GIVEN PROBLEM:
State how many lines in the entries below contain the string "outline", treating uppercase and lowercase letters as distinct. Give only the number.

RECORDS SHOWN:
::::::

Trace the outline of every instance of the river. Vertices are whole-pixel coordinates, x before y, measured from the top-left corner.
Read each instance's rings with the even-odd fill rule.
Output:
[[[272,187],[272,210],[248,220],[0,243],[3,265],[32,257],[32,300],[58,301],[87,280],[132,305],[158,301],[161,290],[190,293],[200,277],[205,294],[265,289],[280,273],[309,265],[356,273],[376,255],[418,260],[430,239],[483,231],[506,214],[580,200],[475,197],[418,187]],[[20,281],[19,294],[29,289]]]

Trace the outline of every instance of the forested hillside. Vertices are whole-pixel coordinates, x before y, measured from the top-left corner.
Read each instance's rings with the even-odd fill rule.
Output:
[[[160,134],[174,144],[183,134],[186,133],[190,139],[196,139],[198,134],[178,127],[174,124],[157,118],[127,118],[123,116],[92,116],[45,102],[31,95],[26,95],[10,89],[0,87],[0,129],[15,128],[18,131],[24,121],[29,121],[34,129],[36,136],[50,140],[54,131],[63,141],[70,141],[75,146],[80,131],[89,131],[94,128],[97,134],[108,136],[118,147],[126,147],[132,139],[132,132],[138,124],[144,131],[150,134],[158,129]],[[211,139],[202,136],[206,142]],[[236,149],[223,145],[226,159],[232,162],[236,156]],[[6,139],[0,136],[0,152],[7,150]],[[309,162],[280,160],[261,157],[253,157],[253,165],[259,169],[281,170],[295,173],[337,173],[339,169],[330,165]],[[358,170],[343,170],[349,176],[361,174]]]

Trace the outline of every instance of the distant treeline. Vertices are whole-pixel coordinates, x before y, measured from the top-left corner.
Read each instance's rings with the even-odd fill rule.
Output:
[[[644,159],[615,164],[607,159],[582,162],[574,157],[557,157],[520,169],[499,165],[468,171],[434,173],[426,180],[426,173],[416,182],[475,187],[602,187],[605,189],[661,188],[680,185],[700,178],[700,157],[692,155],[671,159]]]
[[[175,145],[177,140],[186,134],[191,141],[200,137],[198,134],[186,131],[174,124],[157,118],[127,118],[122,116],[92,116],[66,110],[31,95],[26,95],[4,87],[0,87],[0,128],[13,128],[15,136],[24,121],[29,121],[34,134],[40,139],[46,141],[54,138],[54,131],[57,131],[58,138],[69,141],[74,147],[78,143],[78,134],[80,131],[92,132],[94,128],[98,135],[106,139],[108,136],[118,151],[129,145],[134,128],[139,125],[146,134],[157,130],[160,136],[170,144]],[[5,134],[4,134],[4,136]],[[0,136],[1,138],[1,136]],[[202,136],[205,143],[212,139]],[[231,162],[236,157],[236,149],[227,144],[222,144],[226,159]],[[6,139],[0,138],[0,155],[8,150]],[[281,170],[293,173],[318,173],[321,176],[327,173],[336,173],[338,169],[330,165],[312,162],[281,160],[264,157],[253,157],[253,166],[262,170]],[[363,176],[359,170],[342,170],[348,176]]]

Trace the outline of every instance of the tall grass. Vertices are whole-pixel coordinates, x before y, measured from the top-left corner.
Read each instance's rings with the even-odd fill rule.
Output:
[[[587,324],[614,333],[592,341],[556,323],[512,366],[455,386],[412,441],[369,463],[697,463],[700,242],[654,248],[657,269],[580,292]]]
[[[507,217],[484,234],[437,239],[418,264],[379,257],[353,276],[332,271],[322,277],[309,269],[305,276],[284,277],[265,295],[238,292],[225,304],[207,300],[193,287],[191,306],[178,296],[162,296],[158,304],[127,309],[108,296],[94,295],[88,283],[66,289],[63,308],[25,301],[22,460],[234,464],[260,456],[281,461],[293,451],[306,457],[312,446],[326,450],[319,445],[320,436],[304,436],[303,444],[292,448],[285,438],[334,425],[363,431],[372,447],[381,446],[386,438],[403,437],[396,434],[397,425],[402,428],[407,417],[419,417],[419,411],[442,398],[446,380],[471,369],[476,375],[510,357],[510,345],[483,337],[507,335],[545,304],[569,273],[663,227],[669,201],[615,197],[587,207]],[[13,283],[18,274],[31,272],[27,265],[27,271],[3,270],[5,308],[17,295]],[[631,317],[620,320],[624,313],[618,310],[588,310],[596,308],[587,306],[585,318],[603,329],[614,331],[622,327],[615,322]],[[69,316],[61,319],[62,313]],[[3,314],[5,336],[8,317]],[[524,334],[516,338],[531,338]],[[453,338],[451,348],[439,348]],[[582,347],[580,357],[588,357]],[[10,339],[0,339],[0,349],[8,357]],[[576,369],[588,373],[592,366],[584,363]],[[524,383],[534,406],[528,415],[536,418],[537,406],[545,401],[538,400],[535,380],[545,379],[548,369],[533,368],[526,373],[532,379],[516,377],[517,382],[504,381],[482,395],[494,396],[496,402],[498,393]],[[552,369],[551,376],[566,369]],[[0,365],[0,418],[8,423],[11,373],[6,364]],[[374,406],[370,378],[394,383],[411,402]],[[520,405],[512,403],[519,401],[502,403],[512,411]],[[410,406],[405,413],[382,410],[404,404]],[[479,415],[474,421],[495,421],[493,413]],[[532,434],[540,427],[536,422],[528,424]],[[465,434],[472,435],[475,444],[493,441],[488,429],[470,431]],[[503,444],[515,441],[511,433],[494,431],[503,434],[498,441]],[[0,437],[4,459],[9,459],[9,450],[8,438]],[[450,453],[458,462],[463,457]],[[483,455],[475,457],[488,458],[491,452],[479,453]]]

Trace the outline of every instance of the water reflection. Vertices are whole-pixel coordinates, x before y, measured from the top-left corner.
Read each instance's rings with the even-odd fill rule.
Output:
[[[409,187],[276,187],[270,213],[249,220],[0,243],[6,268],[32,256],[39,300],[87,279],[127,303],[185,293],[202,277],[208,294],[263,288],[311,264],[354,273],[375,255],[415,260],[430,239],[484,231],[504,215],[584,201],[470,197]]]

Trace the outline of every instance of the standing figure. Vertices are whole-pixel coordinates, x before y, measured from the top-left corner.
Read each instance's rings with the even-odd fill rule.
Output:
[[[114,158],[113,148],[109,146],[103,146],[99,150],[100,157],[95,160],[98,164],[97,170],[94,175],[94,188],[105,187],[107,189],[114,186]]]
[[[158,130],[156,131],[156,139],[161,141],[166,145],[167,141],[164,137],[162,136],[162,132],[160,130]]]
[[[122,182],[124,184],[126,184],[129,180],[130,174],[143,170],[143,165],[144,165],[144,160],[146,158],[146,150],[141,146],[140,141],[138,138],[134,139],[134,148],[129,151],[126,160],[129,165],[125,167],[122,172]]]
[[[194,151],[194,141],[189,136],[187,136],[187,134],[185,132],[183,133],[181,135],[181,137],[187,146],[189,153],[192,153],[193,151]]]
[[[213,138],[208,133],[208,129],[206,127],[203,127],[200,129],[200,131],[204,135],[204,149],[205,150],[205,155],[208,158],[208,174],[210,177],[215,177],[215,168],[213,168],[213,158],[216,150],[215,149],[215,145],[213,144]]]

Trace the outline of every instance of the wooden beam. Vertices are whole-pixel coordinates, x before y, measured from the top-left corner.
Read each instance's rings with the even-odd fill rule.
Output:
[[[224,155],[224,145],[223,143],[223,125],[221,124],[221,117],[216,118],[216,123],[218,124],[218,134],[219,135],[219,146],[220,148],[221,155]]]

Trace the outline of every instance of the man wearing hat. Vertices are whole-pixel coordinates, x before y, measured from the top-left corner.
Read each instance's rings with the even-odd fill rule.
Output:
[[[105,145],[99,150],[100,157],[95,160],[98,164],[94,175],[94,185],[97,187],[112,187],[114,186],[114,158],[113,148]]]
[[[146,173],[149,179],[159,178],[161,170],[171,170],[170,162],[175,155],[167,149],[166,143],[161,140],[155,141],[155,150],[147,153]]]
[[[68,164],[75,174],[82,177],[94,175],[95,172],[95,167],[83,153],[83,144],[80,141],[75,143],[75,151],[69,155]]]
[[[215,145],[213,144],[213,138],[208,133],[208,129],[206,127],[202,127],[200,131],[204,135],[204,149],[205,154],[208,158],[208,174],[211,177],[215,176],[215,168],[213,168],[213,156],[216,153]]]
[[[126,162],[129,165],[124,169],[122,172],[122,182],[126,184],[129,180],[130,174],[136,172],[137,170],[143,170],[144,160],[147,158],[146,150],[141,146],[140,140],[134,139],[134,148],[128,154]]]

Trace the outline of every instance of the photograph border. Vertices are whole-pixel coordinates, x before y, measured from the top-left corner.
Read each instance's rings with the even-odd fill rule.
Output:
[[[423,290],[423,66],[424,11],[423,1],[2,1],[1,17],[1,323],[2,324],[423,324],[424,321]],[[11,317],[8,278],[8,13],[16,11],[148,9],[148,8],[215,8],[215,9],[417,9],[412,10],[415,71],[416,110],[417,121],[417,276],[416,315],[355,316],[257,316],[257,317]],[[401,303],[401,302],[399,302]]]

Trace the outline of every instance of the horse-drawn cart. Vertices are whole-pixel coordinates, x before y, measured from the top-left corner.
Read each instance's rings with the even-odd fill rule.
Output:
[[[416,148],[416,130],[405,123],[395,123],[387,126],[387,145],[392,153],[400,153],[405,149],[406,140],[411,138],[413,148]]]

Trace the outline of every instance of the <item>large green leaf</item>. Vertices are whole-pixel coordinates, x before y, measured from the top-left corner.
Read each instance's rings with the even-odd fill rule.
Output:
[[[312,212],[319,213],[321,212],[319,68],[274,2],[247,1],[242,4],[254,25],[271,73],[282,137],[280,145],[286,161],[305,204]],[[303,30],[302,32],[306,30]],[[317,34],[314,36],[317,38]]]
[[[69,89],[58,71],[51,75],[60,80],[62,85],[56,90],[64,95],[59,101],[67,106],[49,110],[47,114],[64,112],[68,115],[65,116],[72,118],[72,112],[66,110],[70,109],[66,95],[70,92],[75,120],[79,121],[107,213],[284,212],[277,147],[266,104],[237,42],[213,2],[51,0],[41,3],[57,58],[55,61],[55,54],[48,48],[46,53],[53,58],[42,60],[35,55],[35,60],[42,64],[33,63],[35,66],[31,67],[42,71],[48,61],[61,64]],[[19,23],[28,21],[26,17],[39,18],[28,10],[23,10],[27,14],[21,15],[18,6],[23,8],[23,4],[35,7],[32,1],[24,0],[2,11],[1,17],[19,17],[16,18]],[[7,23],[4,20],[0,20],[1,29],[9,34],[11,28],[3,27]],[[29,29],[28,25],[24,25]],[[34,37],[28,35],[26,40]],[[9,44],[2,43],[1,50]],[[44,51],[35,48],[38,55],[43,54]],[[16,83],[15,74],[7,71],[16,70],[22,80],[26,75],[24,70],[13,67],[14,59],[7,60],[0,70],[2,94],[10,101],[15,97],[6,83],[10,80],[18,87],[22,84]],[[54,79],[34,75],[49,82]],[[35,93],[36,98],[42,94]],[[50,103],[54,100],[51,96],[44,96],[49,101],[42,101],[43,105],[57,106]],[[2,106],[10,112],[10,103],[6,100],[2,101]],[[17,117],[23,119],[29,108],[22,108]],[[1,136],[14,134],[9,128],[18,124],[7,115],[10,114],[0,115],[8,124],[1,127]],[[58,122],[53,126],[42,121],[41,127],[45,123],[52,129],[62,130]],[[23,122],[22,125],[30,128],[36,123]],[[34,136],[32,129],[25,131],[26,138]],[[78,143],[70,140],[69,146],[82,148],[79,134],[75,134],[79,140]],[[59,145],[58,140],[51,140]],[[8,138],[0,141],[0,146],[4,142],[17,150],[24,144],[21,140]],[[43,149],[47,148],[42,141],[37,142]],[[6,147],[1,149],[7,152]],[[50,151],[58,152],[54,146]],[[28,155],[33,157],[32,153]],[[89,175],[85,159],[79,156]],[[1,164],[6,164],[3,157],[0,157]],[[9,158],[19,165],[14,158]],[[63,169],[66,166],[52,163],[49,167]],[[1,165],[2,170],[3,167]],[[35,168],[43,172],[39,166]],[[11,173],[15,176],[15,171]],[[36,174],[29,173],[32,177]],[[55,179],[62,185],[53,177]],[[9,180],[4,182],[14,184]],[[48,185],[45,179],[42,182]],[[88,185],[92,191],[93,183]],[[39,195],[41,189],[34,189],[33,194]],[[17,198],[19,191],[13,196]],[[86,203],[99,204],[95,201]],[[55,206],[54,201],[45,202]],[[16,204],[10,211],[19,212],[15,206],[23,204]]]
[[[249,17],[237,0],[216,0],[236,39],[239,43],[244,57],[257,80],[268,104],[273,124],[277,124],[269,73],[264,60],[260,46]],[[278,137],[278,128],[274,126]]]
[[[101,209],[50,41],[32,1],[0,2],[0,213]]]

::::::

SOLUTION TO THIS EXERCISE:
11